本文
○ ○ ○
若者が自分の趣味を見つけていくときに昔は吉原へ行くことを考えるヤツが出てくると『磯のあわび』に入る。
「吉原行こうと思うんだけどどう思う? 長屋のおかみさんたちは『与太さんは騙されるから行かない方がいいよ』っていうんだけど」と冒頭から飛ばす与太郎がたまらない。これが全編続くんだから消費カロリーが凄そう。

喬太郎師の一席め、先日もそうだったが、今日も見台を出して。今日はかなり下手側の席だったので横から丸見え。
主催者もそんな状況を見て「タクシーでもいいですよ」といってくれたらしい。「でもどこから? さすがに自宅のある池袋からじゃないだろうし、かといって最寄りの桜木町からはタクシーに乗るほどの距離じゃないし……。横浜からならとも思ったんですが、メールをよく読むと桜木町からととれる文章があったんで桜木町から乗って参りました」だそうで。
そのタクシーの中で運転手に「今日は何かあるんですか」と聞かれ、「落語があるみたいですよ」と「あくまで落語にはあまり興味がないんだけど知り合いからチケットを貰ったんで仕方なくきた風」を装って答えたそうな。運転手は出演者の誰も知らなかったそうで、「でも最近『笑点』に出だした人もいますよ」と言ってみたら、「あー、きゅうじさんでしたっけ。あの人は三遊亭だっけ?」いわれ「いやー……桂じゃなかったですかねー……」「あの人たちって食えてるんですかね?」「いやそこそこ食えてるみたいですよ……」と噛み合わない会話が続いたらしい。でもこれわかるなー整体とか行って「休みの日はなにしてるんですか」とか聞かれたから「落語聴きに行ってる」と答えたのに、向こうは落語の知識がまったくないのですっごい半端で間違ったことをいわれても訂正するのもめんどくさいし……。
○ ○ ○
リスト一覧
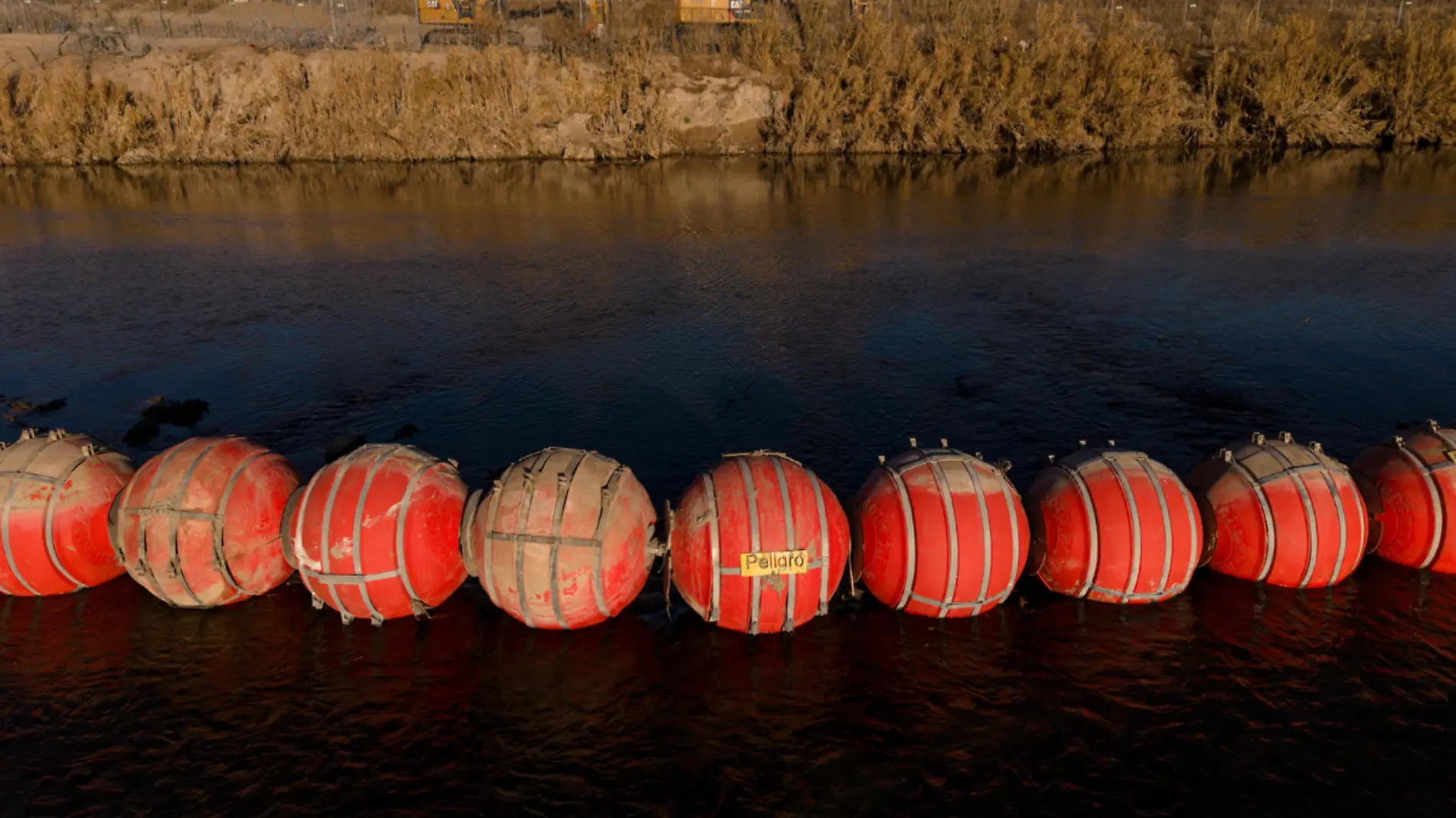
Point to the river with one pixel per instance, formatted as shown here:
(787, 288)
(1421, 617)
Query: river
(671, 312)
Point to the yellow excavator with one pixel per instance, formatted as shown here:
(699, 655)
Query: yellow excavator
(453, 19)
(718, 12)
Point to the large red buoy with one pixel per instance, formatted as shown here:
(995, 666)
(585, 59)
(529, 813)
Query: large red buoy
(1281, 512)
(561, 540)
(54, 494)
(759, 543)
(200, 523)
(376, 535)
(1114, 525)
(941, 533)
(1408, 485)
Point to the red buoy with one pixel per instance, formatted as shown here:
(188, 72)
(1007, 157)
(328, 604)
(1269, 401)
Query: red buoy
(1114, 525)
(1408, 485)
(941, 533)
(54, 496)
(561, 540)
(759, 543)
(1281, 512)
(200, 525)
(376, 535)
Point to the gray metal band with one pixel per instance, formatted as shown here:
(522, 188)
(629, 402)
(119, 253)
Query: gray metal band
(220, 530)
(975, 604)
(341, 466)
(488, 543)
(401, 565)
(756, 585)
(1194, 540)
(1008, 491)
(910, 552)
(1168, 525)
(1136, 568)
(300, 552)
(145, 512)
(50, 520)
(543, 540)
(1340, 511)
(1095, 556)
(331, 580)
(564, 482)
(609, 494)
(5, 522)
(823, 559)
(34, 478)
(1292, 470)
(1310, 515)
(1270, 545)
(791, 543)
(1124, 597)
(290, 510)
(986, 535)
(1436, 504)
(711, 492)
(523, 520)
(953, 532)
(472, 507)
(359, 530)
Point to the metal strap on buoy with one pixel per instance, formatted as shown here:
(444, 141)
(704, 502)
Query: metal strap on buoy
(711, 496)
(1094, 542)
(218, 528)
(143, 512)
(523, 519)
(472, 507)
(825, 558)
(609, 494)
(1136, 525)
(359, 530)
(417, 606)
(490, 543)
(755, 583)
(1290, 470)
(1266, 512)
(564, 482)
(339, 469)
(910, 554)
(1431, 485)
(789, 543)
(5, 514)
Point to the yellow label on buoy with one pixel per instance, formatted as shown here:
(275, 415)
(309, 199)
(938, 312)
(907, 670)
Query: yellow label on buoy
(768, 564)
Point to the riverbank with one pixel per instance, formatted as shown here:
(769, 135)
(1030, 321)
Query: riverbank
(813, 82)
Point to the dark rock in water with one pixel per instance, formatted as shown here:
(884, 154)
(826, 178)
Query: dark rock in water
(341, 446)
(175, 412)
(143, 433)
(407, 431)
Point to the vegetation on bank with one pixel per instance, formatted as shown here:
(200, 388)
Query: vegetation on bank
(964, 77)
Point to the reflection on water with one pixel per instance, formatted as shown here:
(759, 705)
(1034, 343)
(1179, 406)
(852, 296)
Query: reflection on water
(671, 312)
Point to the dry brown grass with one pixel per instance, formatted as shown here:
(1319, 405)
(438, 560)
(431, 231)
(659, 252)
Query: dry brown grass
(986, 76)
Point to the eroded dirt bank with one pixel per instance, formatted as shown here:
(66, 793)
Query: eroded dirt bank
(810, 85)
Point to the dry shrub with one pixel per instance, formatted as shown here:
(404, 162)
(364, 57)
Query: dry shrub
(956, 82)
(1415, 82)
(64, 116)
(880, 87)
○ ○ ○
取り組む課題
本文にある「今日はかなり下手側の席だったので横から丸見え。」という一文を英語に訳してください。

正しい解答
Today my seat was well over on the left side as seen from the audience, so it was in full view from the side.